● Work task:
The answer must be an exact restatement of all the data.

● Extracted data:

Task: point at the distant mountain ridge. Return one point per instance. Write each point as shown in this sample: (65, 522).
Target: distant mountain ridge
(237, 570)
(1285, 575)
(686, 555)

● Result of this task:
Task: point at the distant mountain ridge. Return one point per instance. Write each point as shown in this sample: (65, 522).
Target: distant mountain ridge
(237, 570)
(1285, 575)
(686, 555)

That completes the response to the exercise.